[Collection entries]
════════════════
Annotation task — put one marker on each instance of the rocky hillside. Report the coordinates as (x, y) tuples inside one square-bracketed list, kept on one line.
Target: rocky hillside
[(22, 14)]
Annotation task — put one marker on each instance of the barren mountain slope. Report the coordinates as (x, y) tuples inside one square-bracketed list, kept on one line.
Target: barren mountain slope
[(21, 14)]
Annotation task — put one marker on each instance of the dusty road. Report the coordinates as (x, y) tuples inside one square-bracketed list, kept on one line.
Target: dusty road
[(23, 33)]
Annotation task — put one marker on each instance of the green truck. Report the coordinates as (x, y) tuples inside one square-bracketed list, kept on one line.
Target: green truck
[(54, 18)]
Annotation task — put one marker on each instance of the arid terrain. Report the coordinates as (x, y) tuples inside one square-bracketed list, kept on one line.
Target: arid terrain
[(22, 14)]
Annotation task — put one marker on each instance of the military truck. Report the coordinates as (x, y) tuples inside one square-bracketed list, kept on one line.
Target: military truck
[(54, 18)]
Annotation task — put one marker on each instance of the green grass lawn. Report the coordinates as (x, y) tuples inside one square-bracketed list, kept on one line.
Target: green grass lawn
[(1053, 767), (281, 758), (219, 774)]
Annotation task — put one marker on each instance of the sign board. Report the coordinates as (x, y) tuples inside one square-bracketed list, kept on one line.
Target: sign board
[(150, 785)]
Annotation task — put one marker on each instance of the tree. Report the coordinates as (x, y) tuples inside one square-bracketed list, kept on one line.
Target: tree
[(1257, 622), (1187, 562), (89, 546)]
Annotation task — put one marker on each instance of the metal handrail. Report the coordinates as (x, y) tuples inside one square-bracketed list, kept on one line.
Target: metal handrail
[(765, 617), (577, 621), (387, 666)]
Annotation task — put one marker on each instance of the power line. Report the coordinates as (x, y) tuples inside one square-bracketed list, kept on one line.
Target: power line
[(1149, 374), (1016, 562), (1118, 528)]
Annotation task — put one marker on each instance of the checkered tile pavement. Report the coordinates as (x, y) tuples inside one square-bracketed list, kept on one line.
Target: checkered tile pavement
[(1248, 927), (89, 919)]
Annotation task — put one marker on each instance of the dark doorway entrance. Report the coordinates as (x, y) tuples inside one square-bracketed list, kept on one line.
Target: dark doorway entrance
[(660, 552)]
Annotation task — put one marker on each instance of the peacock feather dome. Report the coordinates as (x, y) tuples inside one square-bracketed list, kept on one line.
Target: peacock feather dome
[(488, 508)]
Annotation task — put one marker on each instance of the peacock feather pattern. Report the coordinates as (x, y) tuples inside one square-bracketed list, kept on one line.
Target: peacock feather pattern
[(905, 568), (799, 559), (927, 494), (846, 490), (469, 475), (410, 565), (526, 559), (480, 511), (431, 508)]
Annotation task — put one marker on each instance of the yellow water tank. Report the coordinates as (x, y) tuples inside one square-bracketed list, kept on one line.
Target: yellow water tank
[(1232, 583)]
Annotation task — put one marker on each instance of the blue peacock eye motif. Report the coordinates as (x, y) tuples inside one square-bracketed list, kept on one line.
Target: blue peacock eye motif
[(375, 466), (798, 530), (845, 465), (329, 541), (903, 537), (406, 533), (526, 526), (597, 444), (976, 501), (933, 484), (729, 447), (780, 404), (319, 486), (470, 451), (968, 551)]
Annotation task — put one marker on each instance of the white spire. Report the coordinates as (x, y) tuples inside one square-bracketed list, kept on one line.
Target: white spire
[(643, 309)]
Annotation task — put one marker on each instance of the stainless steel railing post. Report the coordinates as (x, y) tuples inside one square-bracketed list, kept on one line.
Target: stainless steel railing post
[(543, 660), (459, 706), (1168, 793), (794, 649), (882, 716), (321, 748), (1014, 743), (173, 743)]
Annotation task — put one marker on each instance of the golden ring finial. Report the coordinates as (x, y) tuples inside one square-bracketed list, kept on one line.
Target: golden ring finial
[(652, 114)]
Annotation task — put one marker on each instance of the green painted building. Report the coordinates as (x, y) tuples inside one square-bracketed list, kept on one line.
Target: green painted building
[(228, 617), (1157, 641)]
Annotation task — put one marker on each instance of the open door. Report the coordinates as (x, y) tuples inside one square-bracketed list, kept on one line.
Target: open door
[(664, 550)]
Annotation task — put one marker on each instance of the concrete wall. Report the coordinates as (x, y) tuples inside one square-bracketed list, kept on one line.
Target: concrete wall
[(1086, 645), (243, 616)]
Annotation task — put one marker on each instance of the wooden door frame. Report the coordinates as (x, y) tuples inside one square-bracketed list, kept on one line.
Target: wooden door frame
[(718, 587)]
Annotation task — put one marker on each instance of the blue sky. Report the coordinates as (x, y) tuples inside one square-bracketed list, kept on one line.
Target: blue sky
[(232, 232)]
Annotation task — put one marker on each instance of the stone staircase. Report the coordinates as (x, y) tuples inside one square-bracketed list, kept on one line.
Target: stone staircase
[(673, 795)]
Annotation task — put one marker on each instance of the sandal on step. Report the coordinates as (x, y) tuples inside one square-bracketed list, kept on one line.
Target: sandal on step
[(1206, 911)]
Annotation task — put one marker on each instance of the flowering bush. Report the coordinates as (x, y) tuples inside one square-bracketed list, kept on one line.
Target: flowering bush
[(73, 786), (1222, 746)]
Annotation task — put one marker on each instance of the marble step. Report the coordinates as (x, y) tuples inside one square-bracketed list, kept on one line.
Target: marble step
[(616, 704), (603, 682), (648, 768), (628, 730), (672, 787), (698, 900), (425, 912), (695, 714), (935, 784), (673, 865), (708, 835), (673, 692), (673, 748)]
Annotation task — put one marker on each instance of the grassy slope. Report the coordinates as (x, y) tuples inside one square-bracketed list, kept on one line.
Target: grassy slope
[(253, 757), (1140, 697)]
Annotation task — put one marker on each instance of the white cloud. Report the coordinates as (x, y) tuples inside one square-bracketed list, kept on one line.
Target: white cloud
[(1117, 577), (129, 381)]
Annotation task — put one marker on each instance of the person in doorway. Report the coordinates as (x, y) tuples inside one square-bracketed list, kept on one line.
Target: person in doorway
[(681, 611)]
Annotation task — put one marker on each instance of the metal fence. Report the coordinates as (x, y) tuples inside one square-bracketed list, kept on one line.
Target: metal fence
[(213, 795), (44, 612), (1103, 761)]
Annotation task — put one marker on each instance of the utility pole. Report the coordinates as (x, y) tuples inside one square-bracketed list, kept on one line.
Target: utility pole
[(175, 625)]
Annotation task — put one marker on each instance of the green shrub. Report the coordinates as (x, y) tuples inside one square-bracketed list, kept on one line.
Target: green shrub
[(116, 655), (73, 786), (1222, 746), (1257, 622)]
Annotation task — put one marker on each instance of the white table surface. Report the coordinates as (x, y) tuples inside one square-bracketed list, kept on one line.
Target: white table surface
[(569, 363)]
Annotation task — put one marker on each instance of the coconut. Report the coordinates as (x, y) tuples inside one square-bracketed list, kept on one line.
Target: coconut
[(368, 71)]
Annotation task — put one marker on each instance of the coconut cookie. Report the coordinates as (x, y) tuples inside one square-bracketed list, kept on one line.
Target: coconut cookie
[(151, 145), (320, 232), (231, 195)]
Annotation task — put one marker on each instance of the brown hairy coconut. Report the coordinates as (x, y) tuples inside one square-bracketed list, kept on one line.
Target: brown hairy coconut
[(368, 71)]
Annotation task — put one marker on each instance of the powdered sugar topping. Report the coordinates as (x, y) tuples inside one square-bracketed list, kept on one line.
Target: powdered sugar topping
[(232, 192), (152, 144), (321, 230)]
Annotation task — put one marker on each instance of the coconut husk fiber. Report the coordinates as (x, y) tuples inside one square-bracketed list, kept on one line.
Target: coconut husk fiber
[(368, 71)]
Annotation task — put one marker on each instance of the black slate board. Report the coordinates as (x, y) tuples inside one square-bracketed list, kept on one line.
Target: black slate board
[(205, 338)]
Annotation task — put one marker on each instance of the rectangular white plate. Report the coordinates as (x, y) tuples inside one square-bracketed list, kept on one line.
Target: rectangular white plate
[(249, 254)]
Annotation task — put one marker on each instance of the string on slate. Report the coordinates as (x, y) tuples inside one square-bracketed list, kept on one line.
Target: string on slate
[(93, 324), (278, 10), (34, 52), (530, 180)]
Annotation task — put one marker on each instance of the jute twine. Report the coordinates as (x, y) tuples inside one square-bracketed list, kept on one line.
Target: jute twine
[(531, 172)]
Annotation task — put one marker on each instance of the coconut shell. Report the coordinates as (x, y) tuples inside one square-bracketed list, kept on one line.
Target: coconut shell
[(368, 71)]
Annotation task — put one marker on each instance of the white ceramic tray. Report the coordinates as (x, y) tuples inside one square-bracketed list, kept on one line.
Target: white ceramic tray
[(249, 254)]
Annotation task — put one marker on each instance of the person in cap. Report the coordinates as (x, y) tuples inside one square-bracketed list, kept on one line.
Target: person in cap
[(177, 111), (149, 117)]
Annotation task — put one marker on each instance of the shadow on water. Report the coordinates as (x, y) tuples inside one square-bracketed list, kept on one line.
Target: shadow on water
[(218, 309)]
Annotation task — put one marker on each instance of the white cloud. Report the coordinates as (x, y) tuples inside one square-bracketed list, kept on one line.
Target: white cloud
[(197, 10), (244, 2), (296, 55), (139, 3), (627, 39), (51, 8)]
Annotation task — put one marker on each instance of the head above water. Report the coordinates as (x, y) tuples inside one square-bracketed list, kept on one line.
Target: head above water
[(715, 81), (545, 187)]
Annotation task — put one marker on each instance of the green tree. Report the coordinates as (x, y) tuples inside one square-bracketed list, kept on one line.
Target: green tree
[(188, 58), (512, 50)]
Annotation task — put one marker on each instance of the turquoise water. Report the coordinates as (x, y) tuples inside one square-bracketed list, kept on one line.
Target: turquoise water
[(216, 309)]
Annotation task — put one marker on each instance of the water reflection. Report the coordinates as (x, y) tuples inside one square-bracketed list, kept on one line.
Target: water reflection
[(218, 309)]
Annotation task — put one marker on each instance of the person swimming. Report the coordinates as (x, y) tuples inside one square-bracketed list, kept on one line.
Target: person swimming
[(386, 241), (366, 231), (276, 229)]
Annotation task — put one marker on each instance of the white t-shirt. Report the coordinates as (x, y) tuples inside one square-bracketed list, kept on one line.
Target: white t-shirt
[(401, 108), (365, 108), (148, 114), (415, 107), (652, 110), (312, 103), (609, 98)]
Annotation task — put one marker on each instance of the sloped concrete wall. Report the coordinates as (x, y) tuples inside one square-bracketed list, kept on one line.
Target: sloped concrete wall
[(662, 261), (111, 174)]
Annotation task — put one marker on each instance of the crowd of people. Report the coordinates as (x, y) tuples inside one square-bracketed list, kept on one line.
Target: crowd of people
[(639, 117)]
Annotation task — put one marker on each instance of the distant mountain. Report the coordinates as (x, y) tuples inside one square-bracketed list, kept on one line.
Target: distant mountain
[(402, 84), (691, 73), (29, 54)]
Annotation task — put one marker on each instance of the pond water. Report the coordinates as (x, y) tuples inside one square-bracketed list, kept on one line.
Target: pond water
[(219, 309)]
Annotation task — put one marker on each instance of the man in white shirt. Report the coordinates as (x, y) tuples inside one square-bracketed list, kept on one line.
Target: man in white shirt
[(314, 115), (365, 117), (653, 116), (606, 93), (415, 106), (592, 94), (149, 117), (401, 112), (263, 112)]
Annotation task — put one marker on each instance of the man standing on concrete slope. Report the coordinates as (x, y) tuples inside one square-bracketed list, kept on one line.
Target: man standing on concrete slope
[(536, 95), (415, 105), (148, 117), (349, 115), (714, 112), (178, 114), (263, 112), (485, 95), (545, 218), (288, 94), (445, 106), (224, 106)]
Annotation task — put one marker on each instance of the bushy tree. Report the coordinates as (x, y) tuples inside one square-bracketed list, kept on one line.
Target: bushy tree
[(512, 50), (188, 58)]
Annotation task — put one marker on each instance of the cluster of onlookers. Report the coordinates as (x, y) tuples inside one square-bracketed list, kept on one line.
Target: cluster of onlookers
════════════════
Exercise details
Could you restate word for word the lines above, from the one that contains "of the military" through the one that contains "of the tree.", and no others?

Result of the exercise
Annotation task — put one marker on each instance of the military truck. Report the coordinates as (x, y) tuples inside one square-bracketed list, kept on one line.
Target: military truck
[(54, 18)]
Annotation task — put one marker on each instance of the green grass lawn. Report the coordinates as (x, y) tuples inside one square-bracketed list, kept on one line.
Target: green grass lawn
[(1053, 767), (281, 758), (219, 774)]
Annotation task — put one marker on each instance of the sign board. Report the coordinates as (x, y) tuples inside one square-bracketed list, kept on one line.
Target: sign board
[(150, 785)]
Annotation task — put one marker on each instance of the tree. Report the coordinates as (x, y) tuples inside one square-bracketed list, kept on one line.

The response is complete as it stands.